> _Goal of the exercise_
Copy the lines below word for word, and leave the picture out of your answer.

------ Data provided ------

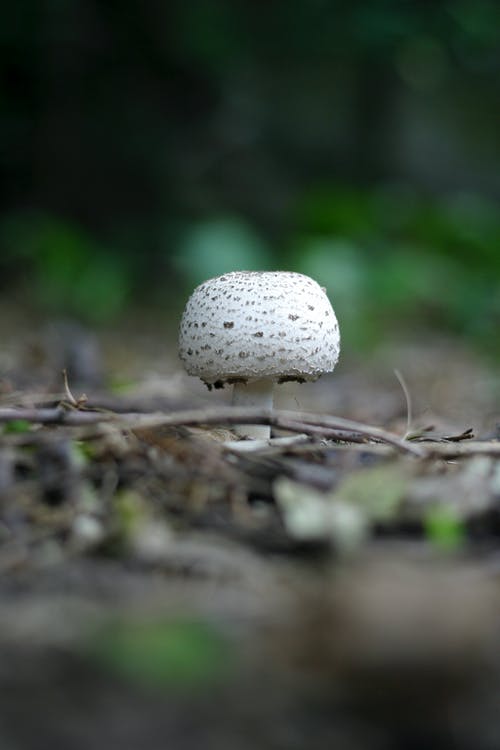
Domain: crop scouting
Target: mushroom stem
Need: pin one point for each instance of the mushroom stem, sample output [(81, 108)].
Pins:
[(255, 393)]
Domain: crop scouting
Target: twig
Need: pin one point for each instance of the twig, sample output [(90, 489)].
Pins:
[(317, 424), (407, 395)]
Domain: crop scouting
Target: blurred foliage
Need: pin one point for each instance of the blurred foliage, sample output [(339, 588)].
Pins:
[(178, 656), (145, 147)]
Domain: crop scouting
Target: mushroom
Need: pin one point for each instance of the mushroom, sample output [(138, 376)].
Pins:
[(252, 329)]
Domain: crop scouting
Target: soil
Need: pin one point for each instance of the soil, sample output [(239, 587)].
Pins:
[(166, 584)]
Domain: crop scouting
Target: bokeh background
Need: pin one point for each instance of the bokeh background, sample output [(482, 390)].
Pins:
[(147, 146)]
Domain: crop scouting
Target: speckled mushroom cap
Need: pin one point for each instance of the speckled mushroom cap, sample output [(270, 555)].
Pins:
[(248, 325)]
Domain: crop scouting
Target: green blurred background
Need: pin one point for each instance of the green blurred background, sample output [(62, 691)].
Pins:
[(147, 146)]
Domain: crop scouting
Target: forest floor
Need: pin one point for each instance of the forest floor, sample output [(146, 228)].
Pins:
[(165, 584)]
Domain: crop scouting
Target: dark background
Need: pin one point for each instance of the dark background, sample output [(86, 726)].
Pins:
[(146, 146)]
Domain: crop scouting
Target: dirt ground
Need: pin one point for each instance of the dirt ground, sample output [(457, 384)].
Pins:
[(162, 585)]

------

> _Reply_
Domain: crop scouting
Target: mushroom stem
Need: pin one point for each instance of the mushroom stem, sample output [(81, 108)].
Pins:
[(255, 393)]
Domain: crop scouting
Target: twig
Need: pin one point for each instance of the twig, sample output [(90, 489)].
Pins:
[(317, 424), (407, 395)]
Domain: crop scouting
Target: blurred foliage
Need: pin one point for each instance of the blurred foliage, sample output [(339, 588)].
Pins:
[(178, 656), (145, 147)]
Domain: crop scouting
Target: mushroom
Need: pin one point for each instance of the mushroom, sample output [(138, 376)].
Pins:
[(252, 329)]
Domain: crop scouting
Target: soil
Need: pin one point for each instance of the soil, sample output [(239, 587)].
Pins:
[(166, 584)]
Domain: crop scouting
Target: bokeh background
Need: pin one point for each instance of the bokeh background, sample output [(482, 390)].
Pins:
[(147, 146)]
Domain: crop scouting
Target: speckled mushroom cap
Need: pin one point for each instance of the speckled mushroom cap, sample output [(270, 555)].
Pins:
[(248, 325)]
Domain: crop scouting
Target: green blurred background
Need: pin one point for each instance of the green blurred background, sample output [(62, 691)].
Pins:
[(147, 146)]
Domain: crop scouting
Target: forest floor
Need: pin one point for each instance of the forest floor, sample output [(146, 228)].
Pins:
[(165, 584)]
Domain: crop scouting
Target: dark background
Need: pin one point for each instance of the dark background, sample output [(86, 726)].
Pins:
[(146, 146)]
Domain: crop scouting
Target: dirt ground
Need: pin one point for each instance of the dirt ground, sample output [(457, 384)].
Pins:
[(162, 585)]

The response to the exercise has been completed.